* **TASK TO CARRY OUT**:
Print the lines of the data, starting with the first, up to and including the line where "Target: high-rise building" appears.

(SOURCE DATA begins)

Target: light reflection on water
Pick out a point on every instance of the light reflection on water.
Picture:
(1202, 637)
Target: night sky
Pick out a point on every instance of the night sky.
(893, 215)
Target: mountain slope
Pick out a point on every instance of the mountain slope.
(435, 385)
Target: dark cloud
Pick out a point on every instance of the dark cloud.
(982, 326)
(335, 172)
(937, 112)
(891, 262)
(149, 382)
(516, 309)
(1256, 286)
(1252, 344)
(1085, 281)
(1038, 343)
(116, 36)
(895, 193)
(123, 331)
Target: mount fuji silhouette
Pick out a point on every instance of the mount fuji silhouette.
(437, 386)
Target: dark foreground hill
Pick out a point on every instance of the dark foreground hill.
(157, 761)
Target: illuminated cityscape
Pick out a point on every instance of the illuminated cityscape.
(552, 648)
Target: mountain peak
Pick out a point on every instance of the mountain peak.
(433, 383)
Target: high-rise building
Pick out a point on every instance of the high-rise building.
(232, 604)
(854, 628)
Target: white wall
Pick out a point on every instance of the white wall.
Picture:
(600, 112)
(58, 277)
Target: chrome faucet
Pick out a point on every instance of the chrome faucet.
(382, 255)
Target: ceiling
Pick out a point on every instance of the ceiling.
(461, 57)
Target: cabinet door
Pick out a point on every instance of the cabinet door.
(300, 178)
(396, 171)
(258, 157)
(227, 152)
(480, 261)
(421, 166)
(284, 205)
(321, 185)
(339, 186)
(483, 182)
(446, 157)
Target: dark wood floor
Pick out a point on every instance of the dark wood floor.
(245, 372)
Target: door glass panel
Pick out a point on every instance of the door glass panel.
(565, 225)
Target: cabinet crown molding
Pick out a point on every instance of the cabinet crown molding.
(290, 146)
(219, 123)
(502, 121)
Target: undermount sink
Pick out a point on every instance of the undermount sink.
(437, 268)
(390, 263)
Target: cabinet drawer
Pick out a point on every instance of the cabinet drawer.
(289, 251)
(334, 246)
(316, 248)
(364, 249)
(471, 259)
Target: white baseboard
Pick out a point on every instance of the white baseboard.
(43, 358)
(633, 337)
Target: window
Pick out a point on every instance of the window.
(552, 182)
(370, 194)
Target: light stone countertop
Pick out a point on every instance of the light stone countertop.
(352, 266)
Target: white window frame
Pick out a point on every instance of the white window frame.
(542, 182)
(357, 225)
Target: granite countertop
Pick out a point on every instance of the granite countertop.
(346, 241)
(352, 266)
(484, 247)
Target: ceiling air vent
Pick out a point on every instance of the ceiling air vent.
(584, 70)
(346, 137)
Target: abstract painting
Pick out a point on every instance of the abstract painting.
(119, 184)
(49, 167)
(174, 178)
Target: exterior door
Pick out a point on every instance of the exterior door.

(SOURCE DATA ends)

* **SOLUTION FOR THIS EXERCISE**:
Target: light reflection on water
Pick out a point on every instance of the light reflection on water.
Picture:
(1202, 637)
Target: night sky
Pick out a point on every instance of the night sky.
(893, 215)
Target: mountain slope
Pick out a point on every instance of the mountain slope.
(435, 385)
Target: dark cloud
Pick out a point on every instance of the dark cloud.
(982, 326)
(335, 172)
(937, 112)
(891, 262)
(149, 382)
(516, 309)
(1256, 286)
(1252, 344)
(1085, 281)
(1038, 343)
(116, 36)
(895, 193)
(123, 331)
Target: mount fuji silhouette
Pick out a point on every instance of the mount fuji silhouette.
(437, 386)
Target: dark foreground hill
Pick out a point on every instance of the dark foreground hill.
(157, 761)
Target: illuminated cityscape
Pick out a point on every instance of the illuminated cityscape.
(552, 648)
Target: mountain peak
Pick out a point on every instance of the mountain peak.
(433, 383)
Target: high-rise building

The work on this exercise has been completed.